Request A → Rescale part of the entries below: begin at the line that has "# point at: italian", stop after the line that has "x=834, y=649", and write out only those lines again, requests included. Multiply every answer coordinate by 1.15 and round to whole numbers with halves going up, leaving the coordinates in the requests and their sample lines unchanged.

Page →
*****

Monday, January 23, 2012

How My Fear of Judgment Helped My Book, For Once

I recently sent the first three chapters of my current WIP to two people. One of them knows me quite well, one I have only met recently.

Of course, I skimmed over them before I sent them, to make sure I didn't have any embarrassing typos (true story: I wrote an essay in college about the treatment of race in a particular novel, in which I had typed 'White Dessa. . .' instead of 'While Dessa. . . ' Dessa was black. Thankfully I caught that before submission and changed it with a ballpoint pen and a profound sense of relief), and to make sure there were no glaring inconsistencies (another true story: an uncle became a great-uncle and a mother became a great-aunt in this one. Switched them back before anyone saw it).

And I was skimming it, I was conscious of how these two people would read it. In one chapter, there was quite a long segment where my main character thinks some fairly nasty and judgemental stuff about her friend. As I was reading it, imagining how it would read to someone else, I realised it was quite unnecessary. My character is pretty judgemental sometimes, but this felt. . . wrong. It wasn't quite her.

I'm not sure I would have spotted it if I hadn't been reading with one eye fixed on how my writing would make me look.

I think that being too concerned about how our writing makes us-as-people look is a bad thing - if I was to worry too much about that, I'd end up trying to write books entirely devoid of sex, lies and bad people. Which wouldn't work. But in this case, it helped me to catch something that otherwise I might have let slip.

Have you ever removed something because you were worried about how it made you look? Or considered it? Do you think it was, or would have been, a good or a bad decision?


  1. Yep, I've thought about this several times. I don't know how much of what I've changed in my book was down to honestly believing it would improve the story, and how much was down to being afraid of being seen a certain way. I'm especially conscious being being viewed as sexist, since I pay so much attention to gender double-standards in fiction.

  2. Yes, I censor my language. A couple of my characters would really like to drop the f-bomb, but I won't let them, for fear some of my former Sunday school students might read it some day. Dunno if it's a good decision or not, but it's one I can live with.

  3. Oh, I worry about that, and it became crippling. I write romance and like a little heat in my stories. But whatever sexy-sexy you write, people will instantly think you've done it. Or at the very least that you're into it. It wooged me out. All I could think was. "When grandma(and her eleventy-billion sisters) reads this, I am SO going on the Prayer Chain." I had to take a pen name and inform all the lovely supportive people in my family/friends circle that they couldn't know it or read anything I wrote... which is when I was able to start producing again. You are braver than I, lady :)

*****

Material provided →
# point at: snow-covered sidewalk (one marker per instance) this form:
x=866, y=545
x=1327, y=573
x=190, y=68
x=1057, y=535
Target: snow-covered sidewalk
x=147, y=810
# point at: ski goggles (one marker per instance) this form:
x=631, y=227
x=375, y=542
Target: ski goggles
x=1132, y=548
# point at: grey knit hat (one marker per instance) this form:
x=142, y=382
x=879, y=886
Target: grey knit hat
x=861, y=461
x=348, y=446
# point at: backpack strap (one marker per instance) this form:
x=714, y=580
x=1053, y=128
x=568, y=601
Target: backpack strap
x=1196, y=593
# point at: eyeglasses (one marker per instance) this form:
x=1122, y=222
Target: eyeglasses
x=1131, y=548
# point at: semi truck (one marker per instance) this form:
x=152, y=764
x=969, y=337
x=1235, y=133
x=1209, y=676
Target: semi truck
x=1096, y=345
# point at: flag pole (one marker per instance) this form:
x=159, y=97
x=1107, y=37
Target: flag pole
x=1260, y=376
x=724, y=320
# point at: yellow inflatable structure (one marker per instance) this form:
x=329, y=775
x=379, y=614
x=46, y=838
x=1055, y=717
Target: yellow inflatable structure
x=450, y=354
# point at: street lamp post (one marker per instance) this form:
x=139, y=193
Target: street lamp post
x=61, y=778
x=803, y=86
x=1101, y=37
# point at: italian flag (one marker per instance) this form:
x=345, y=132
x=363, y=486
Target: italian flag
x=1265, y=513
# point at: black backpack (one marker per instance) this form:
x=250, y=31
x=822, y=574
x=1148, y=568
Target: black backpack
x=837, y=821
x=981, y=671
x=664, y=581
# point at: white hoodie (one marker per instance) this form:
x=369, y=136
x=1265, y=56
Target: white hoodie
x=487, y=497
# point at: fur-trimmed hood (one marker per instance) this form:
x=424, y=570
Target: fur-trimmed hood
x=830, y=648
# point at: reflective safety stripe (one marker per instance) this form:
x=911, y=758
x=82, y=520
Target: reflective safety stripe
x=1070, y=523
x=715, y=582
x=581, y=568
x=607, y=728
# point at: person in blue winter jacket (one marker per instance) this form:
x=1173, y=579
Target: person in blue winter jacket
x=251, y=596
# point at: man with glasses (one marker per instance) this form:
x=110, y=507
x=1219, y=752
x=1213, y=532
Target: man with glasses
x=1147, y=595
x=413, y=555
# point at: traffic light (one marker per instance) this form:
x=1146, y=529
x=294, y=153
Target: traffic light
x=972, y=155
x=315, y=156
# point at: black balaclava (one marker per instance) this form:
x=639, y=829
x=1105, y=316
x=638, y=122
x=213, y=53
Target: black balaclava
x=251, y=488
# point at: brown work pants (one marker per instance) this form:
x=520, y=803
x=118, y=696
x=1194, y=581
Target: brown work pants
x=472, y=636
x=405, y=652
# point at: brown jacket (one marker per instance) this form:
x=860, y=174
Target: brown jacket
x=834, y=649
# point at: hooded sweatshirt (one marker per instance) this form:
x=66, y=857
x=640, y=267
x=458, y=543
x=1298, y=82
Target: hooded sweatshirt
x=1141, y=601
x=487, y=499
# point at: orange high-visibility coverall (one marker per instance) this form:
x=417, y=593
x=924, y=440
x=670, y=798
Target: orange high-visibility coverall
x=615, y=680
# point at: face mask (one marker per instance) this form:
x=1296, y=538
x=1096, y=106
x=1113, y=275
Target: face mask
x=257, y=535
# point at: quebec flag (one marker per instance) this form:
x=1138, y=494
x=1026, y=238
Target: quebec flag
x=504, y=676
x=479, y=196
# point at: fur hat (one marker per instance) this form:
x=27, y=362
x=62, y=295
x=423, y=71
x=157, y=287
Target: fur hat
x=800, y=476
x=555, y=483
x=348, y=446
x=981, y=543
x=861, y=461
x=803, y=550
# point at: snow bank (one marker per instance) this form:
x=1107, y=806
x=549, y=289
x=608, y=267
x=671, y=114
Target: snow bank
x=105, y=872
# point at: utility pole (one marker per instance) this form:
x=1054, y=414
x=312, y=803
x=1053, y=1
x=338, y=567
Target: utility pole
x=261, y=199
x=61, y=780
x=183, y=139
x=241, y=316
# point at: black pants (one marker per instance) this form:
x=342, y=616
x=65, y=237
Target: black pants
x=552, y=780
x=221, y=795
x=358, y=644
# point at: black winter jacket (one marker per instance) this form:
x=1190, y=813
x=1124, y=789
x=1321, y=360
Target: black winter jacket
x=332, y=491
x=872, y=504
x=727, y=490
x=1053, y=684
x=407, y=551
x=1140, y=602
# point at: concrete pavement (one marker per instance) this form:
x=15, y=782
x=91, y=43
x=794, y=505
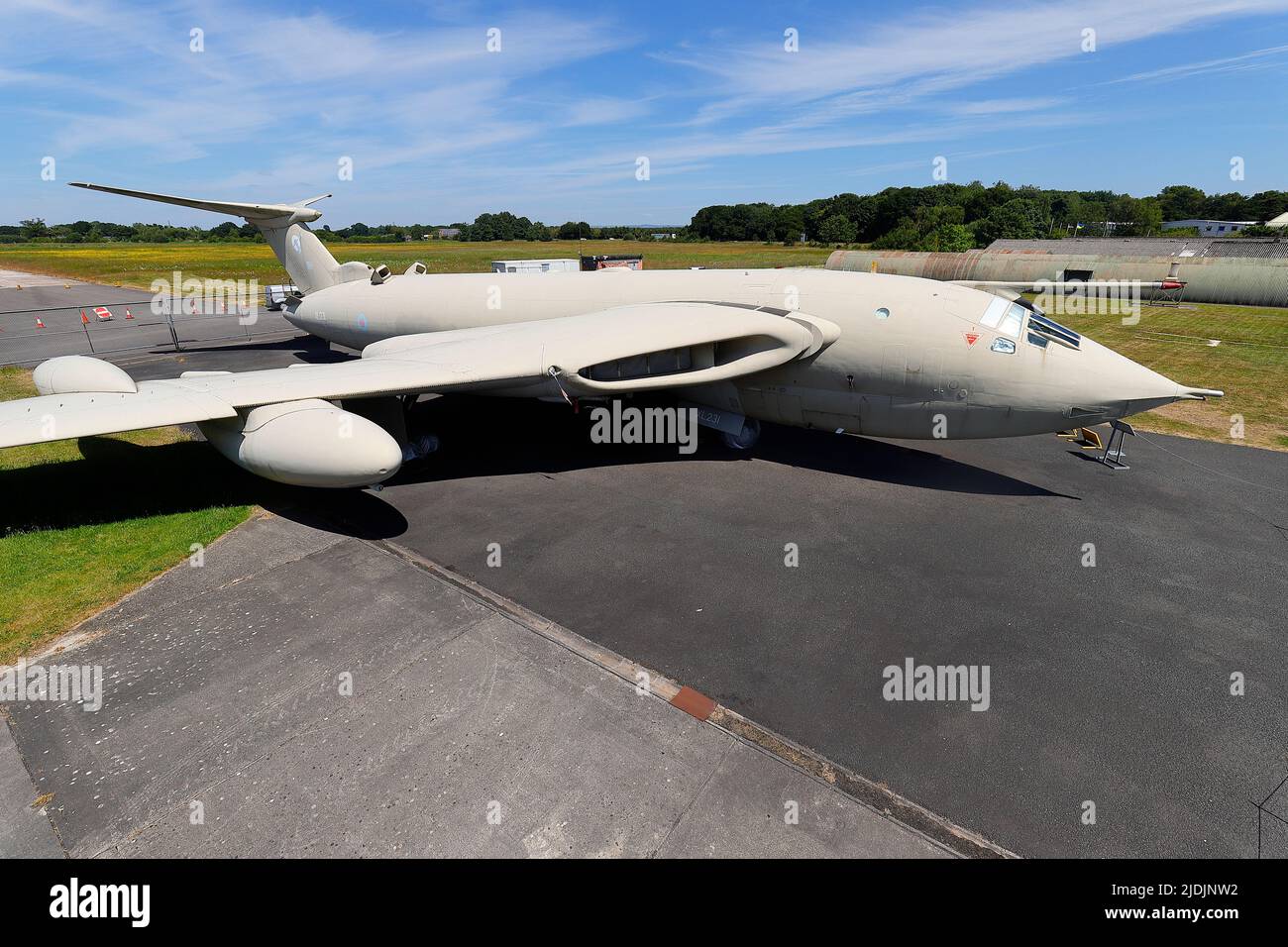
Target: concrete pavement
x=467, y=732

*****

Request B → Condense the paragraph of the blog post that begins "Of course, I skimmed over them" into a short bulleted list that keeps its main facts.

Final answer A →
# point at: italian flag (one marker per instance) this form:
x=345, y=132
x=363, y=486
Target: italian flag
x=1455, y=590
# point at: black backpack (one marker per instance) this form:
x=250, y=31
x=822, y=574
x=1148, y=568
Target: black backpack
x=963, y=944
x=1128, y=772
x=764, y=668
# point at: white hoodie (one marker per instance) this form:
x=369, y=136
x=1265, y=56
Target: white hoodie
x=560, y=572
# point at: fur-trimmed hood (one marker per instance) this form:
x=424, y=570
Target: fur-trimmed hood
x=955, y=745
# point at: reflective safety stripe (one marker per instance) this form:
x=911, y=758
x=82, y=520
Target: reflective safety stripe
x=1231, y=601
x=822, y=669
x=668, y=653
x=698, y=837
# point at: person in blue winter jacket (one marker per instance) this form:
x=1173, y=579
Target: person in blue winter jacket
x=289, y=685
# point at: man with glasses (one marker per instance) this form:
x=110, y=507
x=1219, y=752
x=1213, y=532
Target: man with glasses
x=1319, y=684
x=475, y=638
# point at: traffic light (one marker per instance) this form:
x=1146, y=529
x=294, y=153
Target: traffic light
x=1118, y=178
x=362, y=179
# point at: black balaclava (one marker per instance) this form:
x=639, y=829
x=1105, y=316
x=638, y=122
x=213, y=53
Target: black balaclava
x=289, y=561
# point at: brown work pants (one marker per instance) this form:
x=520, y=803
x=118, y=696
x=1194, y=581
Target: brown work pants
x=543, y=731
x=466, y=750
# point at: brown jacket (one marker per instance) this form:
x=860, y=174
Target: brown jacket
x=959, y=746

Final answer B →
- Before sending the chapters, the writer skimmed them for embarrassing typos and glaring inconsistencies.
- Typo story: in a college essay on the treatment of race in a novel, "While Dessa..." had been typed as "White Dessa...". Dessa was black. The error was caught before submission and corrected with a ballpoint pen, to the writer's great relief.
- Inconsistency story: in this manuscript an uncle had become a great-uncle and a mother a great-aunt. Both were switched back before anyone saw them.